DATA PROVIDED
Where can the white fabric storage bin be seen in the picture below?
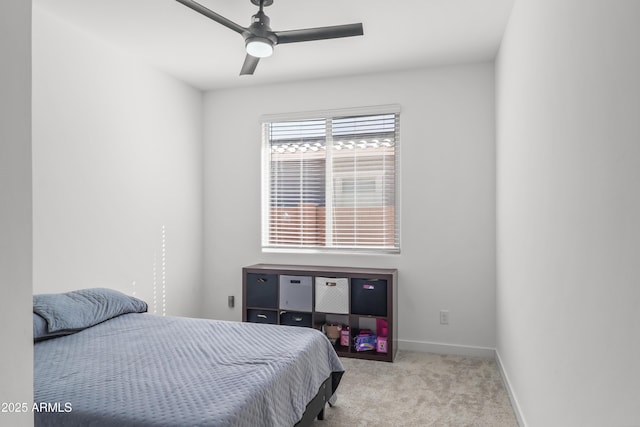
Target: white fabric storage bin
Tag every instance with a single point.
(332, 295)
(296, 293)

EXERCISE
Lines holding "storage": copy each one from the records above.

WRITTEN SOLUTION
Where can the white fabric storage bin be seen in the picture below?
Target: white fabric storage bin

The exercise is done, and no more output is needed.